Travail demandé:
a) Reproduisez le passage de l'extrait sur Rashevsky qui va de « Pour le titre » jusqu'à « l’Université de Chicago. » inclus.
b) D'après l'extrait sur Rashevsky, dans quelle université Loeb avait-il professé quelques décennies avant lui ?

Pour le titre de ce dernier chapitre de l’édition de 1948, Rashevsky reprend explicitement l’idée à Lotka (et donc, implicitement, à Loeb) et en tire cette expression : “The Organism as a Whole and the Organic World as a Whole”. Voir [Rashevsky, N., 1938, 1948], p. 437. De façon selon nous significative, à aucun moment, il ne se réfère en revanche au livre de Loeb. On peut imaginer que le mécanicisme réducteur de Loeb ne convient désormais aucunement à Rashevsky, même s’il est impossible qu’il l’ignore. Loeb avait en effet professé quelques décennies avant lui à l’Université de Chicago.

315.

Il confirmera cette approche toute sa vie. Ainsi en 1960, écrit-il encore : “There is one phenomenon which is always present when life manifests itself. That is metabolism. Every living cell metabolises an number of substances, which flow into it and out of it. Death is always accompanied by a cessation of metabolism. True enough, dormant spores do not metabolise, though they are alive. But until a spore is put into a milieu in which it begins to proliferate, there is also no way of telling whether it is dead or alive. A proliferation is always accompanied by metabolism. Thus metabolism is always present when and only when life manifests itself. It was therefore natural to look for a possible connection between metabolic processes and cell division”, [Rashevsky, N., 1960b], pp. 141-142.

Données d'expressions référentielles:

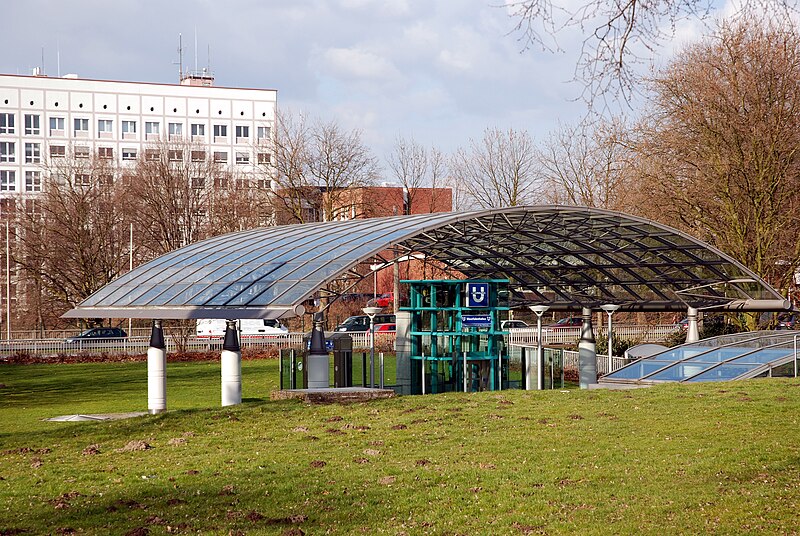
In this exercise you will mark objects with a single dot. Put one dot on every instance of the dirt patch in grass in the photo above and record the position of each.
(135, 445)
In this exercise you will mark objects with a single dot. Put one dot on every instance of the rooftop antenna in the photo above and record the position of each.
(180, 58)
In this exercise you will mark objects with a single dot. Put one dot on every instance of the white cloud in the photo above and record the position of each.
(357, 63)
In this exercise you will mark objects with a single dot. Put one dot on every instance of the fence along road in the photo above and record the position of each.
(139, 344)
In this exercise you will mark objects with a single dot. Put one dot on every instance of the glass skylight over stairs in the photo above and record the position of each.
(724, 358)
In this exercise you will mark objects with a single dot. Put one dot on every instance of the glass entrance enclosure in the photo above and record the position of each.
(457, 343)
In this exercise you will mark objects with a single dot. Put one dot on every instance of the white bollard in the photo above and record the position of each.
(231, 366)
(156, 380)
(157, 370)
(231, 377)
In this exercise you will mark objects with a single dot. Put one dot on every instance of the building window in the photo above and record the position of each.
(242, 133)
(56, 126)
(58, 151)
(32, 125)
(6, 123)
(8, 181)
(105, 128)
(175, 130)
(220, 132)
(33, 181)
(151, 130)
(33, 153)
(7, 151)
(81, 127)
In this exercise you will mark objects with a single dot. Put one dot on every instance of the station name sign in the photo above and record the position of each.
(477, 294)
(476, 321)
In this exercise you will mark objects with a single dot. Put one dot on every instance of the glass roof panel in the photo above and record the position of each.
(720, 354)
(584, 256)
(680, 371)
(639, 369)
(722, 373)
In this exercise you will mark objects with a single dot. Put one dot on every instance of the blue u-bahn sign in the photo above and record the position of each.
(476, 321)
(477, 294)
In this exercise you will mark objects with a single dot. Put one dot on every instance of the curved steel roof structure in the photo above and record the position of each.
(568, 257)
(724, 358)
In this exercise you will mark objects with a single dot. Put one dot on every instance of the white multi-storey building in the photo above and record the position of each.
(43, 118)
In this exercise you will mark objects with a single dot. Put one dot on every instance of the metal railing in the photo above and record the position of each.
(656, 333)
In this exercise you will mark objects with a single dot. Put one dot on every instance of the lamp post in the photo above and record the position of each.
(609, 308)
(371, 312)
(539, 310)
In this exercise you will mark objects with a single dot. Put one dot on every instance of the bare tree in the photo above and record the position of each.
(584, 164)
(620, 36)
(720, 154)
(316, 163)
(170, 192)
(74, 235)
(416, 167)
(500, 170)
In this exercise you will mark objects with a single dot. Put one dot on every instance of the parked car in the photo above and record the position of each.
(382, 300)
(92, 335)
(214, 328)
(361, 322)
(568, 322)
(385, 328)
(786, 321)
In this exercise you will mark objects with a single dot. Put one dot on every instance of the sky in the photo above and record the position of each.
(440, 72)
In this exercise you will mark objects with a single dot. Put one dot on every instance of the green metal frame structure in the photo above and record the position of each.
(444, 348)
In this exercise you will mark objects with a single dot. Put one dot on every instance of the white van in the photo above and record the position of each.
(214, 328)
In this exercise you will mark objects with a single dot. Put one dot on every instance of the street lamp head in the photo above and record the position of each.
(372, 311)
(539, 309)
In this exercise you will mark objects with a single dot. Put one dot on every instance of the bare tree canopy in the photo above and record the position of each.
(73, 237)
(585, 165)
(720, 154)
(499, 170)
(619, 36)
(414, 167)
(316, 162)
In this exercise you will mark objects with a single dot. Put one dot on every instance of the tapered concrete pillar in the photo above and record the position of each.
(157, 370)
(403, 352)
(692, 333)
(318, 363)
(231, 365)
(587, 352)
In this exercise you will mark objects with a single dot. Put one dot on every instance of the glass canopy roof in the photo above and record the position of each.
(568, 257)
(724, 358)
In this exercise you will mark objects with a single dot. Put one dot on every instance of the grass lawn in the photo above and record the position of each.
(720, 458)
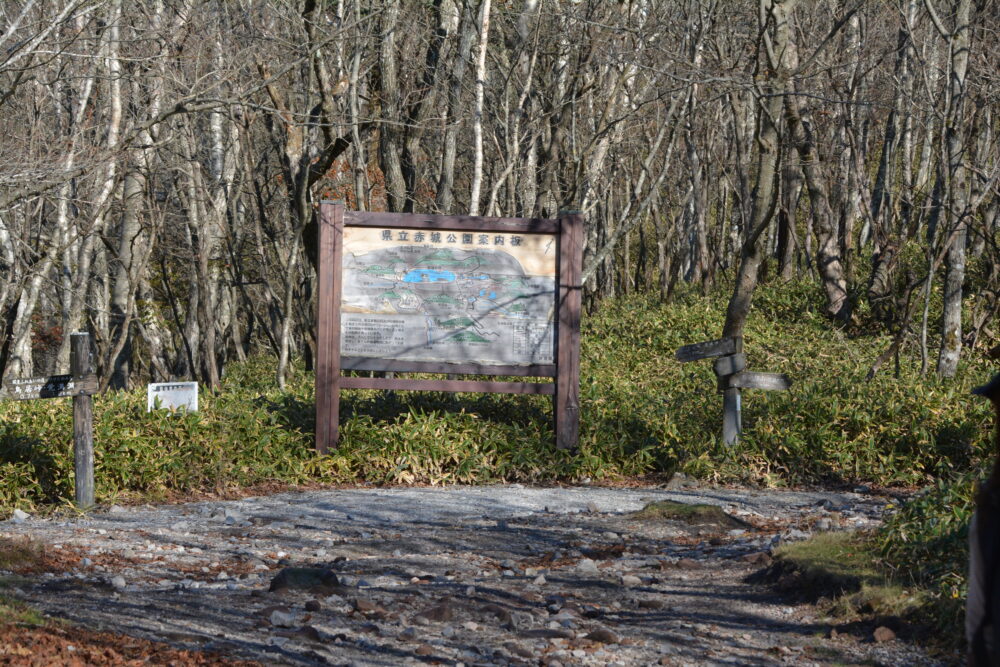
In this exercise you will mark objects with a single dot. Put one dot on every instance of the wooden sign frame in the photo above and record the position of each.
(568, 231)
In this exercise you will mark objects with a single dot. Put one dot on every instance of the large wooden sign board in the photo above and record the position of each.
(461, 295)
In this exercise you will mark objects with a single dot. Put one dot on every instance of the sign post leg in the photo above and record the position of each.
(731, 417)
(567, 398)
(83, 421)
(331, 229)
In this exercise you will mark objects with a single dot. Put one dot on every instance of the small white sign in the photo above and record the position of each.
(172, 396)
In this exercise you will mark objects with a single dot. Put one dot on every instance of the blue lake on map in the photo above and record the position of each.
(428, 276)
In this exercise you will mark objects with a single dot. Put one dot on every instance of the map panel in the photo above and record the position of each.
(461, 297)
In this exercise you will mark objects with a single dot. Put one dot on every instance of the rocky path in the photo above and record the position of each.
(469, 575)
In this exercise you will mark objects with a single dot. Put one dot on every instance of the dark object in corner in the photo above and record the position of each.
(982, 607)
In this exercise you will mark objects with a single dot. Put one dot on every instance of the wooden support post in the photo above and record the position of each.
(331, 232)
(83, 422)
(732, 424)
(732, 417)
(567, 398)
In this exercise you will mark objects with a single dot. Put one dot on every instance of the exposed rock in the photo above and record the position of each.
(548, 633)
(312, 579)
(282, 619)
(604, 636)
(499, 612)
(439, 613)
(761, 558)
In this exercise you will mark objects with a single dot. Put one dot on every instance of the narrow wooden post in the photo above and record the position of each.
(331, 231)
(732, 417)
(567, 399)
(83, 422)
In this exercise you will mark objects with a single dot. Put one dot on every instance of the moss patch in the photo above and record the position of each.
(693, 514)
(16, 554)
(843, 568)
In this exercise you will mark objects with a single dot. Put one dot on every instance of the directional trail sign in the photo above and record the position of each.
(53, 386)
(80, 386)
(729, 366)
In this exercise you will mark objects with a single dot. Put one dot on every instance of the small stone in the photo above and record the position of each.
(604, 636)
(761, 558)
(549, 633)
(282, 619)
(369, 608)
(796, 534)
(518, 650)
(499, 612)
(440, 613)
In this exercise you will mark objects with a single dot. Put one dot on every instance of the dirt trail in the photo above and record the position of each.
(459, 575)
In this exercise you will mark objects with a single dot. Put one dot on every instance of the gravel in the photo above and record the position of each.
(502, 575)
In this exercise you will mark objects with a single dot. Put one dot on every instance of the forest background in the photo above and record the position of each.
(161, 160)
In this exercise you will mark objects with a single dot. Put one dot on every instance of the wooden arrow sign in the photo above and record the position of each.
(53, 386)
(751, 380)
(707, 350)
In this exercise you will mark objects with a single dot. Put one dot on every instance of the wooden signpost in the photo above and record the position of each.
(80, 385)
(729, 366)
(456, 295)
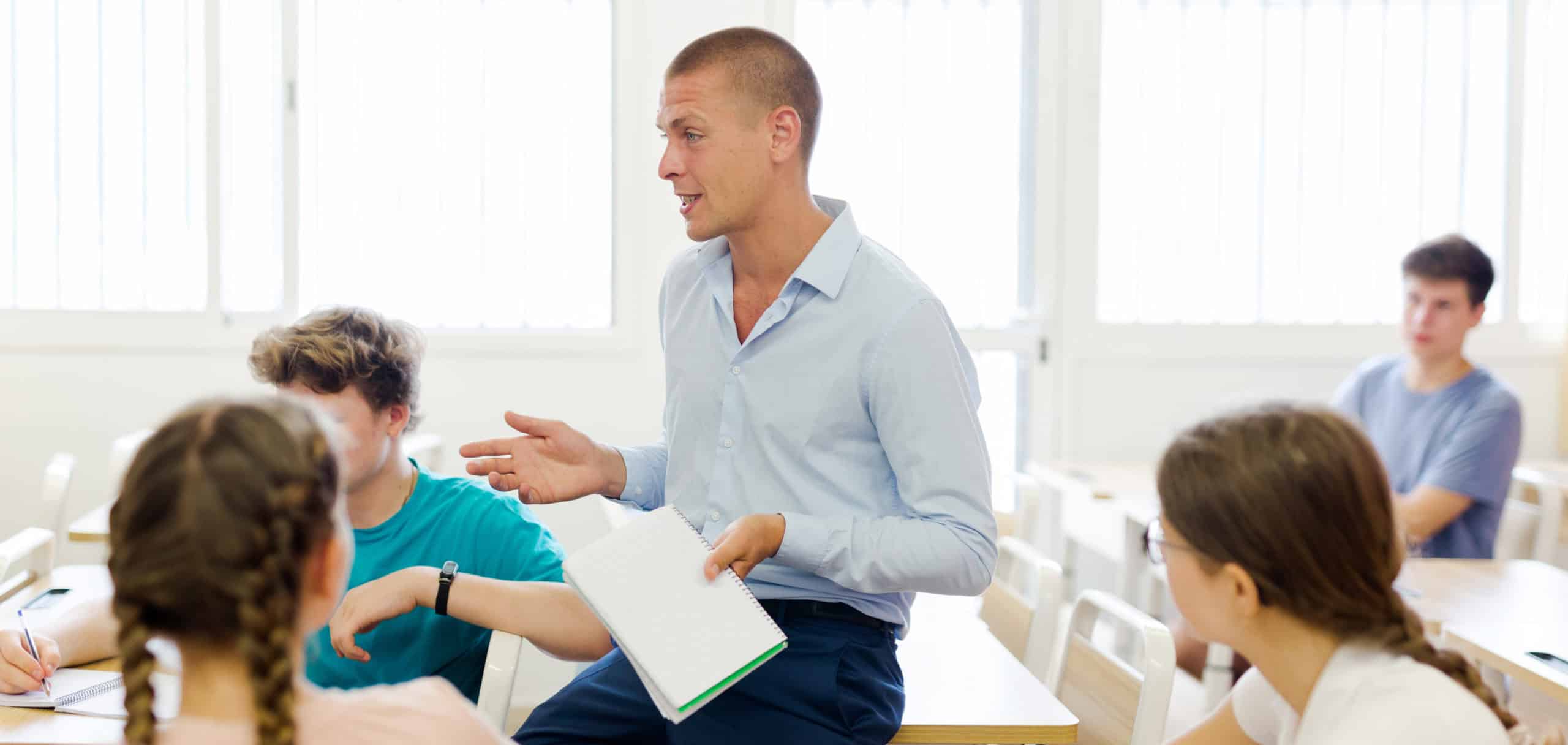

Réponses rédigées:
a)
Pour le titre de ce dernier chapitre de l’édition de 1948, Rashevsky reprend explicitement l’idée à Lotka (et donc, implicitement, à Loeb) et en tire cette expression : “The Organism as a Whole and the Organic World as a Whole”. Voir [Rashevsky, N., 1938, 1948], p. 437. De façon selon nous significative, à aucun moment, il ne se réfère en revanche au livre de Loeb. On peut imaginer que le mécanicisme réducteur de Loeb ne convient désormais aucunement à Rashevsky, même s’il est impossible qu’il l’ignore. Loeb avait en effet professé quelques décennies avant lui à l’Université de Chicago.

b) À l'Université de Chicago.